▸ YOUR GOAL
Starting at the first row and stopping after the line with "x=287 y=328", rewrite these lines so that "image" takes the place of "photograph" everywhere, leaving all else unchanged.

▸ MATERIAL
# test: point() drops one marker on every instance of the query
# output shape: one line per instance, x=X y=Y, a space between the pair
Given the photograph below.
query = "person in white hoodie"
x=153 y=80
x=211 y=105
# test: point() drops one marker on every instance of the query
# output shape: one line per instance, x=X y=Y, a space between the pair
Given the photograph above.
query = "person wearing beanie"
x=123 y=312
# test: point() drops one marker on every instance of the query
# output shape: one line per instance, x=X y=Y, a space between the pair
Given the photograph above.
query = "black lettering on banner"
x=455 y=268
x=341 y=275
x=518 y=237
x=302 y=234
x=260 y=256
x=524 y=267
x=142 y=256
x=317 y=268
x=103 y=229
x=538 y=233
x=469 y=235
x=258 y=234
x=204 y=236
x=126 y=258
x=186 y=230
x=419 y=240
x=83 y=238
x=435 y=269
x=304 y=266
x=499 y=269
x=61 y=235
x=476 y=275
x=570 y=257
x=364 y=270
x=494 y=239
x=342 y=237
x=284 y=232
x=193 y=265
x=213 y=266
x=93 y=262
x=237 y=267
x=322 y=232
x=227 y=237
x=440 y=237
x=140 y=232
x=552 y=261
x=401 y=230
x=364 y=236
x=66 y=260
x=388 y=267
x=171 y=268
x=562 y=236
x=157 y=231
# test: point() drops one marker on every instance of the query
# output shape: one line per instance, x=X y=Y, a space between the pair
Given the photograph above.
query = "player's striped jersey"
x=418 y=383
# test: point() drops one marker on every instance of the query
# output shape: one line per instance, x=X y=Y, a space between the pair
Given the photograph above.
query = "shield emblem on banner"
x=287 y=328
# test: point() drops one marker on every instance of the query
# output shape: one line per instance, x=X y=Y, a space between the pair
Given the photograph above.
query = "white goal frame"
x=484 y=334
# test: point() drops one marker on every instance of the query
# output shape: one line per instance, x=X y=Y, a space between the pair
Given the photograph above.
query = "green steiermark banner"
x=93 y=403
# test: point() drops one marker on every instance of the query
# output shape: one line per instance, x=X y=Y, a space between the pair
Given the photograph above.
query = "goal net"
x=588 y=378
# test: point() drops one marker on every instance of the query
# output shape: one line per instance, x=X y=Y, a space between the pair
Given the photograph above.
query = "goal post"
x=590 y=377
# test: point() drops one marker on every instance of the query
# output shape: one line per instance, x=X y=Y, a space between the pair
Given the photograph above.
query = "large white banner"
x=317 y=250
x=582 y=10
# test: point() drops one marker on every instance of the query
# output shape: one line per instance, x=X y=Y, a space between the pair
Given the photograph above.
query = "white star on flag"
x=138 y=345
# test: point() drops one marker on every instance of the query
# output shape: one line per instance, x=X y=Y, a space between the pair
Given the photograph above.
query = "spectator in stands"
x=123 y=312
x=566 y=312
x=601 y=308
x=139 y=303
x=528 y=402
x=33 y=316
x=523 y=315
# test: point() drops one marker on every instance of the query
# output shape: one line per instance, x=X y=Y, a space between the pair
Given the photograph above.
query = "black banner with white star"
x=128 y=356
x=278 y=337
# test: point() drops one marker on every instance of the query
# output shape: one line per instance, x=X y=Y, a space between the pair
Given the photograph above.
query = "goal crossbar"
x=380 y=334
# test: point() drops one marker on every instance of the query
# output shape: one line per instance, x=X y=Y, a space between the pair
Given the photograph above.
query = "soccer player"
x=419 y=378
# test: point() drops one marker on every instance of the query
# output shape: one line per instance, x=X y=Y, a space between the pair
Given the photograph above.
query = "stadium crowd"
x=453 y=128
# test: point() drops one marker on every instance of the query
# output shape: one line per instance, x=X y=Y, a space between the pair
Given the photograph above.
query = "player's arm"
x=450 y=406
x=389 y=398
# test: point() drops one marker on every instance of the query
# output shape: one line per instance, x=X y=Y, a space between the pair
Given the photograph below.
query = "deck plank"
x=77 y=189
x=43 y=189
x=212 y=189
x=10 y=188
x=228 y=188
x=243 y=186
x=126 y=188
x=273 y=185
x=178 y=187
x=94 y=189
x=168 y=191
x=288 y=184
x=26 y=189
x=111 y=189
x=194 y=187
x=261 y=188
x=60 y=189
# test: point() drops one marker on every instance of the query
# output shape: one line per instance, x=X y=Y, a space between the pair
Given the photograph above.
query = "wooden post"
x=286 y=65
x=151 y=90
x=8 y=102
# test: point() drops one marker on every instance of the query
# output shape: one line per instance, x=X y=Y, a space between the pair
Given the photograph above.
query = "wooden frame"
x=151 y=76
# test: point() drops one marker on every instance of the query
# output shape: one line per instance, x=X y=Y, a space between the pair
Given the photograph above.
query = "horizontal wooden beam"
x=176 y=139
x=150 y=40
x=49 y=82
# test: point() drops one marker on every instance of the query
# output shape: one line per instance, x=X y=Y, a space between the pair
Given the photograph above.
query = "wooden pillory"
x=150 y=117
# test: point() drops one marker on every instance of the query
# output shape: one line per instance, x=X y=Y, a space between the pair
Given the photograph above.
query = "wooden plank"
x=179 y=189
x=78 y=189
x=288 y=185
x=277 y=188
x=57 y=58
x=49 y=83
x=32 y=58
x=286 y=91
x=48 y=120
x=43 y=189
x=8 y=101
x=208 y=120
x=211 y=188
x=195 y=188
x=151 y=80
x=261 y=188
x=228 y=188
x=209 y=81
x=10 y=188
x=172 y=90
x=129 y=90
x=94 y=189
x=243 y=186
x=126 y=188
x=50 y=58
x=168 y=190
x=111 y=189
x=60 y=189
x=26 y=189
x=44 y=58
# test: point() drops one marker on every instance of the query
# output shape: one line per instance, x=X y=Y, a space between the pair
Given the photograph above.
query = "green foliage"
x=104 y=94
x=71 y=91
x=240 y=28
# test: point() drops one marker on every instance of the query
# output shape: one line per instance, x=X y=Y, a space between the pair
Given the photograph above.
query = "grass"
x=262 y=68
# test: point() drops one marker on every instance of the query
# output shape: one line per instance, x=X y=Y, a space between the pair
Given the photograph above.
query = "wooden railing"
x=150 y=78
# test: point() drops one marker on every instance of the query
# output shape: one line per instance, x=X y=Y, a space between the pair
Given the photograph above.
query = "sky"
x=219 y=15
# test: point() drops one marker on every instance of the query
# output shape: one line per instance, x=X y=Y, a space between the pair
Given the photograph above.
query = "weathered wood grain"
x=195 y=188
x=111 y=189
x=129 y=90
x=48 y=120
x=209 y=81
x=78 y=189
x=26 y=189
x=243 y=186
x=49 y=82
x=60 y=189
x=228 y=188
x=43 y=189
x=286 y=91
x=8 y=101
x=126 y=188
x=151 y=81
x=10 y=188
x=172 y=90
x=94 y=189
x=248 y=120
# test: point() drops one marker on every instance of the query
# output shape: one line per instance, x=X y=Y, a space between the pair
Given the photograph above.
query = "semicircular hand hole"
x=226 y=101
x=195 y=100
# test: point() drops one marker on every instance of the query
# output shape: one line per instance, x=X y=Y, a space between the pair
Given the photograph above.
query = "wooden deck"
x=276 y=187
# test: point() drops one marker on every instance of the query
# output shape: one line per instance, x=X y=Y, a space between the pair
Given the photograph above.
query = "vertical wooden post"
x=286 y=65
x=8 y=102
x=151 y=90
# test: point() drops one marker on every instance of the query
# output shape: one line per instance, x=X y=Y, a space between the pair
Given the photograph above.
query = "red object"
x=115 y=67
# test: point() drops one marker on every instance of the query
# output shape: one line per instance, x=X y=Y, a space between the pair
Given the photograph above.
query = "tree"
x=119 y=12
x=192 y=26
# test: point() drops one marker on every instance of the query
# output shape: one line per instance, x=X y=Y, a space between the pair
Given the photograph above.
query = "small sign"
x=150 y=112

▸ COMPLETE ANSWER
# test: point() drops one marker on every instance of the query
# output shape: one line per instance, x=X y=Y, a space between the pair
Given the image below.
query = "person in white hoodie"
x=153 y=80
x=211 y=105
# test: point() drops one marker on every instance of the query
# output shape: one line per instance, x=X y=Y, a space between the pair
Given the image above.
query = "person wearing beanie"
x=123 y=312
# test: point() drops one marker on every instance of the query
# output shape: one line per instance, x=X y=Y, a space between the pair
Given the image above.
query = "black lettering on banner"
x=455 y=268
x=341 y=275
x=518 y=237
x=302 y=234
x=260 y=256
x=524 y=267
x=142 y=256
x=317 y=268
x=103 y=229
x=538 y=233
x=469 y=235
x=258 y=234
x=204 y=236
x=126 y=258
x=186 y=230
x=419 y=240
x=83 y=238
x=435 y=269
x=304 y=266
x=499 y=269
x=61 y=235
x=476 y=275
x=570 y=257
x=364 y=270
x=494 y=239
x=342 y=237
x=284 y=232
x=193 y=265
x=213 y=266
x=93 y=262
x=237 y=267
x=322 y=232
x=227 y=237
x=440 y=237
x=140 y=232
x=552 y=261
x=401 y=230
x=364 y=236
x=66 y=260
x=388 y=267
x=171 y=268
x=562 y=236
x=157 y=231
# test: point() drops one marker on every instance of the query
# output shape: one line per instance, x=X y=Y, a space between the pair
Given the image above.
query = "player's striped jersey"
x=418 y=383
# test: point() drops one marker on every instance of the query
# output shape: one line per instance, x=X y=Y, a space between the pair
Given the image above.
query = "shield emblem on banner"
x=287 y=328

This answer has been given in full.